Reproduce the lines of the records word for word, starting at the line that contains "Please drop a marker on every instance of the pedestrian" and ending at the line that contains "<point>254,271</point>", with both of those lines included.

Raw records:
↓↓↓
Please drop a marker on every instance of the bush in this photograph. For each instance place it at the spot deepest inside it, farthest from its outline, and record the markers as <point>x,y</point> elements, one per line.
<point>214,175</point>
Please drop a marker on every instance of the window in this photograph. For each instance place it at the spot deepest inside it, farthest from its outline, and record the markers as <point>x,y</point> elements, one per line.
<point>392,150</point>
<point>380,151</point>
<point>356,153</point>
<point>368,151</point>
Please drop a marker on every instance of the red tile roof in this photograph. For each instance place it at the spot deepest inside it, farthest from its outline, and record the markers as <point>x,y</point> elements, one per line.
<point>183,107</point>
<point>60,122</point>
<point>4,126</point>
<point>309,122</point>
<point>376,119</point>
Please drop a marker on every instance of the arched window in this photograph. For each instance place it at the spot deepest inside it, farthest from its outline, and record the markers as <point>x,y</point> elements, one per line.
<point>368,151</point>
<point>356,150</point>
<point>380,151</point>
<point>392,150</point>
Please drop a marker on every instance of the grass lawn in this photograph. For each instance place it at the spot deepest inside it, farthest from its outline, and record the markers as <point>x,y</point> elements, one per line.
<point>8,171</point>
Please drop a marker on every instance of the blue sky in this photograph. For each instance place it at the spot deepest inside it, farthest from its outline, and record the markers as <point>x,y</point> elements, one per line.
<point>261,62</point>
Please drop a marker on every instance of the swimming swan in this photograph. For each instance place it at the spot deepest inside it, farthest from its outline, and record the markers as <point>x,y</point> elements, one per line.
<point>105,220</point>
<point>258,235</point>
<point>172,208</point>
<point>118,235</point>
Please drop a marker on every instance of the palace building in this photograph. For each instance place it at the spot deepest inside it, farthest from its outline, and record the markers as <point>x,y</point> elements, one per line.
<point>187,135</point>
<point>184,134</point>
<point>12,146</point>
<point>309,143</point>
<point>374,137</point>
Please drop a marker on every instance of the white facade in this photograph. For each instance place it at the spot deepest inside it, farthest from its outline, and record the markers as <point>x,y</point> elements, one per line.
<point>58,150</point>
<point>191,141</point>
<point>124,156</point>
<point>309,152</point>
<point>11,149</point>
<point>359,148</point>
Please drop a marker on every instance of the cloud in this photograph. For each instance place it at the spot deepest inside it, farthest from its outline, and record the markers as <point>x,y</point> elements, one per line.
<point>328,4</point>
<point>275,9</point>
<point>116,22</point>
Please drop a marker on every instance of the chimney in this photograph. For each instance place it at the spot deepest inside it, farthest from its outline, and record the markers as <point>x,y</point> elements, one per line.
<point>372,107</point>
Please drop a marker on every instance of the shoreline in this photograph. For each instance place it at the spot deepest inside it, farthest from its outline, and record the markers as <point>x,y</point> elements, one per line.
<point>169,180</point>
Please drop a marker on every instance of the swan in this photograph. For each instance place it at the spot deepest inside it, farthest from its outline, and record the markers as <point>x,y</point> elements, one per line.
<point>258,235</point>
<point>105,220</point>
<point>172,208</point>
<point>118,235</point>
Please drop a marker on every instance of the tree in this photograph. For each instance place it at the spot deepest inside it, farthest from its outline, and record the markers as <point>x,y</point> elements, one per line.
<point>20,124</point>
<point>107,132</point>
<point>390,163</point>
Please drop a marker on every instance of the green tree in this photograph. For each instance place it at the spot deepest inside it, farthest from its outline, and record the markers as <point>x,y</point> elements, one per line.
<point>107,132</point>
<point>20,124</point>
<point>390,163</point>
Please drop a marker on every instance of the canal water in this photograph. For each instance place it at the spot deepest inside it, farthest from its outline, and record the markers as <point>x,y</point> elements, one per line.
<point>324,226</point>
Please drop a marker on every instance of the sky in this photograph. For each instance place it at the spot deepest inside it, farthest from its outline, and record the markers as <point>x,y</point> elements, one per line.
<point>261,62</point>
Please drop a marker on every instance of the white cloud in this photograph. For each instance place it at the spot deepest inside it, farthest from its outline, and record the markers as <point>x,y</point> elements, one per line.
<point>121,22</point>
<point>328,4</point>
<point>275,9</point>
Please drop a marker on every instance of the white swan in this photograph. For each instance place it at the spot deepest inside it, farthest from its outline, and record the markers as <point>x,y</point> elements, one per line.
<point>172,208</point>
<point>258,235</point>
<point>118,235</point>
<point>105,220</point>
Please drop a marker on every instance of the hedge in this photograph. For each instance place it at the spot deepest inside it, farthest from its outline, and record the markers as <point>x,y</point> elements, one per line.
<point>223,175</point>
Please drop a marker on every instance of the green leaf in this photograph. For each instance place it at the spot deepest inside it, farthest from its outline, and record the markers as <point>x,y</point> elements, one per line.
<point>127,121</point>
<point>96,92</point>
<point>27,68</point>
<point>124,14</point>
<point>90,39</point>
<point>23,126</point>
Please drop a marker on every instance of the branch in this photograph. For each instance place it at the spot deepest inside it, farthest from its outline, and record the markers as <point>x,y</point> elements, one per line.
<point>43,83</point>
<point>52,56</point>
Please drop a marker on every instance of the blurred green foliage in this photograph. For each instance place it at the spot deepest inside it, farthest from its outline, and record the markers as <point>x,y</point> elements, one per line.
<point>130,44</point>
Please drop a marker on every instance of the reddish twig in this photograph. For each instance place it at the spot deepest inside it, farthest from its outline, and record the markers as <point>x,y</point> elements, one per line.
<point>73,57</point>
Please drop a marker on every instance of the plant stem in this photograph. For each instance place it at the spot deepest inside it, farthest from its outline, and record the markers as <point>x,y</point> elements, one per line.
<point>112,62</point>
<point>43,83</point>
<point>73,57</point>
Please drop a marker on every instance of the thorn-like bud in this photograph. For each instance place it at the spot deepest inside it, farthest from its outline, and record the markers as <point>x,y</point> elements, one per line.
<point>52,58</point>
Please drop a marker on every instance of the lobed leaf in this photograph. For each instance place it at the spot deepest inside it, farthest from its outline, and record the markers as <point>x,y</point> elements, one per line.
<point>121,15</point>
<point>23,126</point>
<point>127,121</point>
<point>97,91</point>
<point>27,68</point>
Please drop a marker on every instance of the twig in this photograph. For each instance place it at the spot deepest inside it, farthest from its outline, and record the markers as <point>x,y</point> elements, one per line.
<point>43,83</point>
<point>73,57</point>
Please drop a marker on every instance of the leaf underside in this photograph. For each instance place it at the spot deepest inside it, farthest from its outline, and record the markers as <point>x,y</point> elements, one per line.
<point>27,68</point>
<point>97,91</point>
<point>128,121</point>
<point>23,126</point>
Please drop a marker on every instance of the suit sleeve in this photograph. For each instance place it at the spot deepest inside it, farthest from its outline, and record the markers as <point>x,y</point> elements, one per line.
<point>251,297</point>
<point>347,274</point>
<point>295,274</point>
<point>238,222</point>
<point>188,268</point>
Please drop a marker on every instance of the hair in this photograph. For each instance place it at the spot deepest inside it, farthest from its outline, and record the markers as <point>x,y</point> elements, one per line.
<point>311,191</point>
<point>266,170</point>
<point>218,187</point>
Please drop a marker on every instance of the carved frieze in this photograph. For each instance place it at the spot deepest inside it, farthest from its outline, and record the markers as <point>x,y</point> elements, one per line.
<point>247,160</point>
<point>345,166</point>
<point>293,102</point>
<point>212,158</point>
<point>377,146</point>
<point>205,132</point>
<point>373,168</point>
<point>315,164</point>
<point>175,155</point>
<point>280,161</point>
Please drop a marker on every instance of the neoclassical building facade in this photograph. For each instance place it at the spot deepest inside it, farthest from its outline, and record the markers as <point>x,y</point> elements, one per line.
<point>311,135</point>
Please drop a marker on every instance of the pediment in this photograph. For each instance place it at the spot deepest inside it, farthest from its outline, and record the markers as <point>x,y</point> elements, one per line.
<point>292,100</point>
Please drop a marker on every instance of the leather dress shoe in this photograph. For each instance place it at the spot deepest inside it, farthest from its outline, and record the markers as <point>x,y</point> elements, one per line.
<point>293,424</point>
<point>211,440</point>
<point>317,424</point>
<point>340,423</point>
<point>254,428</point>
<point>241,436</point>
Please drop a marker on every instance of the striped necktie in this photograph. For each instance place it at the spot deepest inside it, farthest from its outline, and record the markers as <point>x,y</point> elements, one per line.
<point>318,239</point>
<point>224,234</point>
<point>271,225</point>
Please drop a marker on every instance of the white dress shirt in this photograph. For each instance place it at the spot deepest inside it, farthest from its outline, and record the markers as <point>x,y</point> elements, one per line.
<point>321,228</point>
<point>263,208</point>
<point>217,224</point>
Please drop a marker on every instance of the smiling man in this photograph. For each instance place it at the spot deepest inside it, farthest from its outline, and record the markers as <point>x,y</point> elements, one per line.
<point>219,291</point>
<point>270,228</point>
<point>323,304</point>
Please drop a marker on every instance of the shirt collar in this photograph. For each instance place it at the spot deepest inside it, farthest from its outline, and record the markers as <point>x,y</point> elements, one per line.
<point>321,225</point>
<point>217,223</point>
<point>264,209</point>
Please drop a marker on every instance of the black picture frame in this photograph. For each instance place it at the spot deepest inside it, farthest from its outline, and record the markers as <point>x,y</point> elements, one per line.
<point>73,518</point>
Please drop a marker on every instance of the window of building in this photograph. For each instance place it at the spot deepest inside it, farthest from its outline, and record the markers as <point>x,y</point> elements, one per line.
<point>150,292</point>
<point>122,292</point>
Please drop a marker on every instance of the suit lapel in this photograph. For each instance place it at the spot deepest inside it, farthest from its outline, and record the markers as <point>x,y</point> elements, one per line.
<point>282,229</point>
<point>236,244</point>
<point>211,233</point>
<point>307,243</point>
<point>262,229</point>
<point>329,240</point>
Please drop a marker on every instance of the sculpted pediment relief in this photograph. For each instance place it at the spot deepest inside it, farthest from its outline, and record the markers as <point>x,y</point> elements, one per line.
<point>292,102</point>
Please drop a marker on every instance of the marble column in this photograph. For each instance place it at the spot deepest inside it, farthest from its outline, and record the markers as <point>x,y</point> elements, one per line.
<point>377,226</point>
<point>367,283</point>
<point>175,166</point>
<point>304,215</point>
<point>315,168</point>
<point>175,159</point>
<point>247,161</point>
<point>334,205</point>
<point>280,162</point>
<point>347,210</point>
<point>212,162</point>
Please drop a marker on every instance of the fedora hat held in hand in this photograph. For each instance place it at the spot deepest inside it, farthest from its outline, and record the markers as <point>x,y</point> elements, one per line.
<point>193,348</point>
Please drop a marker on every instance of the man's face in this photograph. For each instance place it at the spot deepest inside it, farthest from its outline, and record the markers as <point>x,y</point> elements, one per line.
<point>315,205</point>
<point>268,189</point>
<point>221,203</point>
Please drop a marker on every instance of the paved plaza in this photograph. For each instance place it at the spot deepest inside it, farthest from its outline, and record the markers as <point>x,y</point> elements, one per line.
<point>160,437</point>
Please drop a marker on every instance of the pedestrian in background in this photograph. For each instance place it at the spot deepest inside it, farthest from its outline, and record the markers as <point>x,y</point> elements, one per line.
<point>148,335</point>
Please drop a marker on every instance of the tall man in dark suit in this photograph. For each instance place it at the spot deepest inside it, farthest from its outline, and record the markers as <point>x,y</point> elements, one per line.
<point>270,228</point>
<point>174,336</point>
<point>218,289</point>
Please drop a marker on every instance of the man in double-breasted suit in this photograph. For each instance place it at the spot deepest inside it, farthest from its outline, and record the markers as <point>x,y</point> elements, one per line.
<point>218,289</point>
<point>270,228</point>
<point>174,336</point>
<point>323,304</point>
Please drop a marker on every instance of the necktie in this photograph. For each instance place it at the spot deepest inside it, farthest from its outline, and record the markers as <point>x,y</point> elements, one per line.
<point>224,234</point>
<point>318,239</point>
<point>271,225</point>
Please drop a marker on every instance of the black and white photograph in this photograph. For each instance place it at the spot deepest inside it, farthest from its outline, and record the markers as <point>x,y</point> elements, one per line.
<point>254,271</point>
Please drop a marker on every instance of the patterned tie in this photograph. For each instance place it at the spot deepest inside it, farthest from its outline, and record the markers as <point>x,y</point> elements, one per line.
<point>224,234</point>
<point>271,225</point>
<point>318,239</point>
↑↑↑
> Response
Please drop a marker on every instance of the pedestrian in background in this photograph. For each instance place it at the spot deepest inside it, farthest from its outline, and record the markers as <point>x,y</point> elements, one per line.
<point>148,335</point>
Please drop a marker on every instance of the tall man in dark suit in this photograph. For each instance place it at the spot deepest inside it, farthest from its outline, and record the markers as <point>x,y</point> elements, one per line.
<point>270,228</point>
<point>174,336</point>
<point>218,289</point>
Please drop a marker on every instance of the man in double-breasted suit in this photograph. For each instance place it at the spot deepest inside it, farthest from its outline, and record the markers as <point>x,y</point> elements, one per line.
<point>218,289</point>
<point>270,228</point>
<point>174,336</point>
<point>323,304</point>
Please drop a marker on every instance of the necktie in this photograph. For each instance place it at the spot deepest inside it, farthest from its outline, and record the markers as <point>x,y</point> elements, one per line.
<point>224,234</point>
<point>318,239</point>
<point>271,225</point>
Please drop a marker on every instance of the black and white photograph in this photograph. For each instance place it at the spot deepest inside it, farthest from its outline, and record the markers as <point>x,y</point> elements, one per line.
<point>254,271</point>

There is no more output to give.